> _Instruction_: Can you rewrite the records from the line containing "Where can the bird's tail" down to the line containing "point(348, 226)", swapping every "Target" for "Label" and leaving everything else unchanged?

################

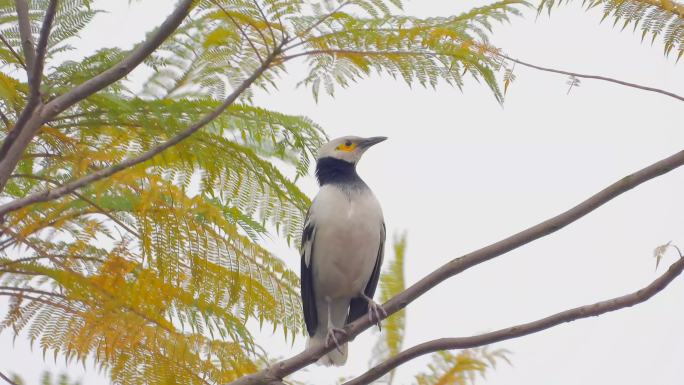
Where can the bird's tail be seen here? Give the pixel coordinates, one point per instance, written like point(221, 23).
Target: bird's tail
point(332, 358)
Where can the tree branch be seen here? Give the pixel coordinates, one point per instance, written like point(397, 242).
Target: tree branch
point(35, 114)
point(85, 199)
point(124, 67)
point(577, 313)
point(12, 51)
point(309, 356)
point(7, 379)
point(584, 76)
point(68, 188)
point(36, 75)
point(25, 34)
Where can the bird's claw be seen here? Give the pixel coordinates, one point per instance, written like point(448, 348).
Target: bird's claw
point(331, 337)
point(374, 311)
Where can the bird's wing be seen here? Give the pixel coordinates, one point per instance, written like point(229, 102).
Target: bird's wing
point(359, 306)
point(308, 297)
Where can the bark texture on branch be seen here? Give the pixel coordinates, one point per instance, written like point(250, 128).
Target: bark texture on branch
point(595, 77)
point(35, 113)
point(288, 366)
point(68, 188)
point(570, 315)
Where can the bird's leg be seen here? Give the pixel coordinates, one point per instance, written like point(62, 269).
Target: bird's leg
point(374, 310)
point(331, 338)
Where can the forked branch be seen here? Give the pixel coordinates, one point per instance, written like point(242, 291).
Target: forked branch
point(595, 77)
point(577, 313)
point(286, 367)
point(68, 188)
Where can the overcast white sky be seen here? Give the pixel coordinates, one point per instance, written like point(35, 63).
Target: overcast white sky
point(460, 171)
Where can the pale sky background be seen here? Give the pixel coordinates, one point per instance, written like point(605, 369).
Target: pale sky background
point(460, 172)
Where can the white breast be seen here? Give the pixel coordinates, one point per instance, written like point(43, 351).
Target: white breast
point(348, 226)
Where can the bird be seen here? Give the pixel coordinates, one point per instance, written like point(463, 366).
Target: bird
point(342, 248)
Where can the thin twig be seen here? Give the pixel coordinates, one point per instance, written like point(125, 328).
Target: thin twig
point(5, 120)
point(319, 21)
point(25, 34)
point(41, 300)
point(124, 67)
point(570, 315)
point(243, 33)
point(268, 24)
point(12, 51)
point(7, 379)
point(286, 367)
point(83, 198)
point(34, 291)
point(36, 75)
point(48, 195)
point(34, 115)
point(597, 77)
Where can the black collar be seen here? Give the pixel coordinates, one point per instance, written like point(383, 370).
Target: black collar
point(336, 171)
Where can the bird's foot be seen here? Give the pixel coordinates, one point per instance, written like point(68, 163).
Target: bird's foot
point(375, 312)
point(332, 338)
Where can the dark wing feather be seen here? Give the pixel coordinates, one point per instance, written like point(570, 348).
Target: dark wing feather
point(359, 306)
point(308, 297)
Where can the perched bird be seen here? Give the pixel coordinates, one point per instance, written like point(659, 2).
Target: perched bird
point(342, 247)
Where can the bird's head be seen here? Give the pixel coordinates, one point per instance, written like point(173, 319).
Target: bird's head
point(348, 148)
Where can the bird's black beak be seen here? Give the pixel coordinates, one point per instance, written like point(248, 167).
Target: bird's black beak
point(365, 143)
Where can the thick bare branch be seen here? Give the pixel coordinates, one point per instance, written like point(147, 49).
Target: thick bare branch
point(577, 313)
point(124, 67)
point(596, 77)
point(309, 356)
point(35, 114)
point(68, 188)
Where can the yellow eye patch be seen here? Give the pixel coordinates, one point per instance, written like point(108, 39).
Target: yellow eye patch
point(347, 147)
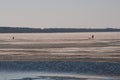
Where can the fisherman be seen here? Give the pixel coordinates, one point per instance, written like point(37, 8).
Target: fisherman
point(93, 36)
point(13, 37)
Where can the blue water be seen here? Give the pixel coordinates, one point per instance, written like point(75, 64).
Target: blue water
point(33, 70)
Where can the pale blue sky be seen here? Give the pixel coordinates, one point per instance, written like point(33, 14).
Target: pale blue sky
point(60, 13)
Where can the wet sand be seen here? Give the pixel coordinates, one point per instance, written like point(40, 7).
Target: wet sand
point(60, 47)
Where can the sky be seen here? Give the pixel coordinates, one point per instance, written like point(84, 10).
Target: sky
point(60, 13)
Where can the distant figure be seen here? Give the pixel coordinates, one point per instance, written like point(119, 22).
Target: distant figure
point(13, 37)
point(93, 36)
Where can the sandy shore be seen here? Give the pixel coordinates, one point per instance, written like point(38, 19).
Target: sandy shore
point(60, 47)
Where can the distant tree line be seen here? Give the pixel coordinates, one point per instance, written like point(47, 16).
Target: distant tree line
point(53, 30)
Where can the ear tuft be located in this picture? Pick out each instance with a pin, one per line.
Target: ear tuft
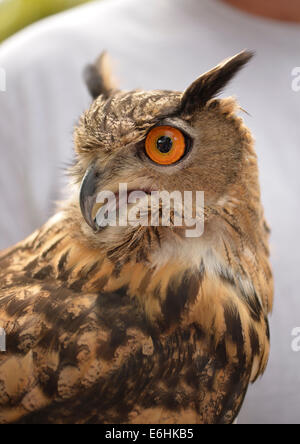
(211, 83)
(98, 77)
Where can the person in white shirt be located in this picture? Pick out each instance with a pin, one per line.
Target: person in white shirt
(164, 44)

################

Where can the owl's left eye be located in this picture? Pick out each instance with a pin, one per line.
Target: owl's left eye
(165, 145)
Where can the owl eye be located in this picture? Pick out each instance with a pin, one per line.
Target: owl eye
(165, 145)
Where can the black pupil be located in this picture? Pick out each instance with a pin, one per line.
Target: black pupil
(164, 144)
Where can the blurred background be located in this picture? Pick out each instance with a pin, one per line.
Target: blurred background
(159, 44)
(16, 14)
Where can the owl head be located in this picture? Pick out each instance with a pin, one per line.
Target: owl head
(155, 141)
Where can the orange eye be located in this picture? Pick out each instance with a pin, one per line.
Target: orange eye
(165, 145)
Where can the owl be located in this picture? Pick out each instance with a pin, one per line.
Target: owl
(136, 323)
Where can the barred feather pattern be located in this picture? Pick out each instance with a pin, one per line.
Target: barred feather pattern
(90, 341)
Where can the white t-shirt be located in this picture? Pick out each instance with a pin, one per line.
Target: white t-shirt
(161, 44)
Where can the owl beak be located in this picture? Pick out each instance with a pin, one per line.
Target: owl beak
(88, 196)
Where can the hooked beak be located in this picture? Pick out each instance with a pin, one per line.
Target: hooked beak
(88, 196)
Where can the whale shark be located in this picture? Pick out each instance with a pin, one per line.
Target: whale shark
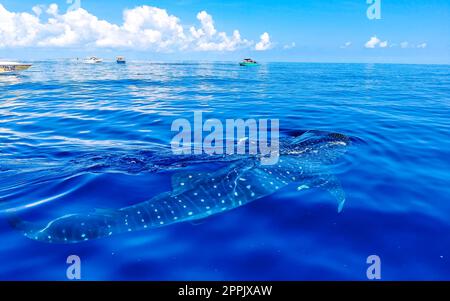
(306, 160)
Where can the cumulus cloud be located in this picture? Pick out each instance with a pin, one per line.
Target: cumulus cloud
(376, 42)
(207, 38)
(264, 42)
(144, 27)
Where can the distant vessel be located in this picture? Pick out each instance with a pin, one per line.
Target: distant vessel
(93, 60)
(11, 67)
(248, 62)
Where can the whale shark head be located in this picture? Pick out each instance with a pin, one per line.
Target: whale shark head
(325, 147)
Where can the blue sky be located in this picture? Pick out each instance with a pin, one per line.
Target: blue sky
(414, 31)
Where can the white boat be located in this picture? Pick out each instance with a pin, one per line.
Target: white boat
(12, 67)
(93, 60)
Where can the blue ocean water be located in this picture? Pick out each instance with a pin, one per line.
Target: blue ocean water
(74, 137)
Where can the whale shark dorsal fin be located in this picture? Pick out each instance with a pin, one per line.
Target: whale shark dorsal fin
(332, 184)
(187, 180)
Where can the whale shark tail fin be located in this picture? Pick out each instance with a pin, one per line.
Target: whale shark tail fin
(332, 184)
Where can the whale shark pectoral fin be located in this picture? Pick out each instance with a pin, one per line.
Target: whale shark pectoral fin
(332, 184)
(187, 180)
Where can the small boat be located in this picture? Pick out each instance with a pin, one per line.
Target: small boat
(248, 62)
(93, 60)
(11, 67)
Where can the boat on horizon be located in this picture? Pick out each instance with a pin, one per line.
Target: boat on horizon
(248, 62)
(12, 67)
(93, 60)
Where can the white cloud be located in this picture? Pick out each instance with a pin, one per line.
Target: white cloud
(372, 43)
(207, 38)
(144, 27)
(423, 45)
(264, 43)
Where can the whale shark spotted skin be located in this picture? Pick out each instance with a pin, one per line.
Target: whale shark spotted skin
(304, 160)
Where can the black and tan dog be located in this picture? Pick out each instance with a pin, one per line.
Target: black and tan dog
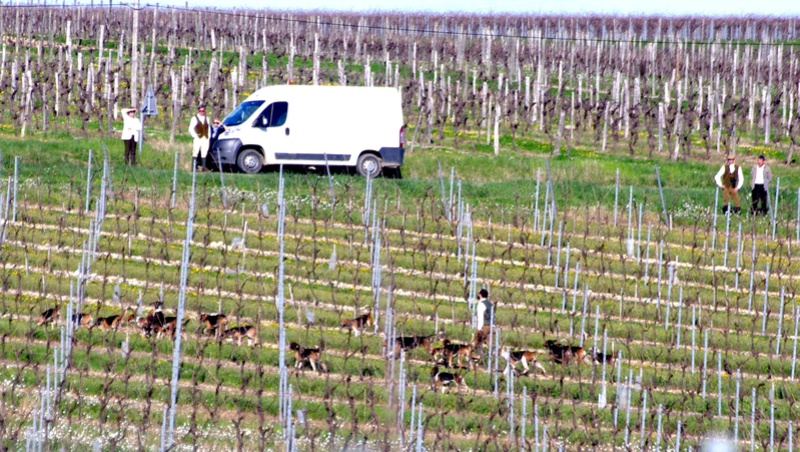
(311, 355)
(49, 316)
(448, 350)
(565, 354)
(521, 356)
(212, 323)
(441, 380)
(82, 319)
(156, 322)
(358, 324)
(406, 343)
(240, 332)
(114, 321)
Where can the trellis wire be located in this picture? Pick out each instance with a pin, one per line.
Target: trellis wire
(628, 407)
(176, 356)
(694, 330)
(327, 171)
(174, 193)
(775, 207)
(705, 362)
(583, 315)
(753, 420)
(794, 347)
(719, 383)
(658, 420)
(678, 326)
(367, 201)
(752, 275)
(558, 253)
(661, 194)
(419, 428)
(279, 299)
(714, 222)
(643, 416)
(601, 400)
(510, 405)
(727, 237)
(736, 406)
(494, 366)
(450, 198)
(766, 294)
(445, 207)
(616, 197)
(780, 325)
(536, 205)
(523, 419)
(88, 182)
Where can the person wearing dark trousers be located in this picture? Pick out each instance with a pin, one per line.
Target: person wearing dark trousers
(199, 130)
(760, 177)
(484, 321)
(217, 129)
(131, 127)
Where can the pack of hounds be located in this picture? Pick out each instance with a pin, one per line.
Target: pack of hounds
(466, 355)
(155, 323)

################

> _Correct output_:
Where can the bird's tail be seen here? Give the pixel coordinates, one point per instance, written like point(221, 23).
Label: bird's tail
point(332, 358)
Where can the tree branch be seen here? Give the pixel coordinates, one point per instance, written like point(397, 242).
Label: tree branch
point(35, 114)
point(85, 199)
point(124, 67)
point(577, 313)
point(12, 51)
point(309, 356)
point(7, 379)
point(584, 76)
point(68, 188)
point(36, 75)
point(25, 34)
Where can the bird's claw be seen here? Give the pixel coordinates, one point per instance, written like point(448, 348).
Label: bird's claw
point(331, 337)
point(374, 311)
Where can the bird's wing be seen here? Give the pixel coordinates, one point per instance, written like point(229, 102).
Label: bird's wing
point(359, 306)
point(308, 297)
Where can the bark texture on branch be seen here? Give the pixel coordinates, one point per instance, written like point(250, 128).
Label: bark texture on branch
point(595, 77)
point(35, 113)
point(288, 366)
point(68, 188)
point(570, 315)
Where can the bird's leg be seen here? Give the pixel coordinates, one point per instance, written like point(62, 269).
Label: bird's leg
point(374, 310)
point(331, 338)
Where can the forked branch be seen here? Give the pixel coordinates, one point per instance, written like point(242, 291).
Label: forked branch
point(595, 77)
point(577, 313)
point(286, 367)
point(68, 188)
Where can the overcast white sky be seen here? Give the pixel coordinates, one point per instance, written like point(35, 63).
Label: overcast white sky
point(460, 171)
Where can the pale sky background be seen here? Give the pixel coordinates, one point per instance, written like point(605, 369).
Label: pale sky background
point(460, 172)
Where can the white breast be seen here? Give the pixel coordinates, one point per instance, written like point(43, 351).
Label: white breast
point(348, 226)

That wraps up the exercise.